◆ **WORK INSTRUCTIONS**:
Copy out every line of the listing below word for word, leaving out the pictures.

## BEGIN RECORDS FOR PROCESSING

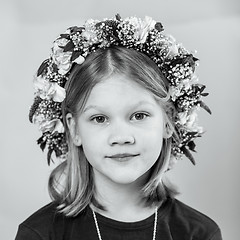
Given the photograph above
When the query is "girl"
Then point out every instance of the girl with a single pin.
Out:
(117, 102)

## END RECORDS FOR PROCESSING

◆ **RESULT OF THE TASK**:
Given the photograph above
When the query is "girl"
Then point out every instance of the girl with a single pin.
Out:
(117, 102)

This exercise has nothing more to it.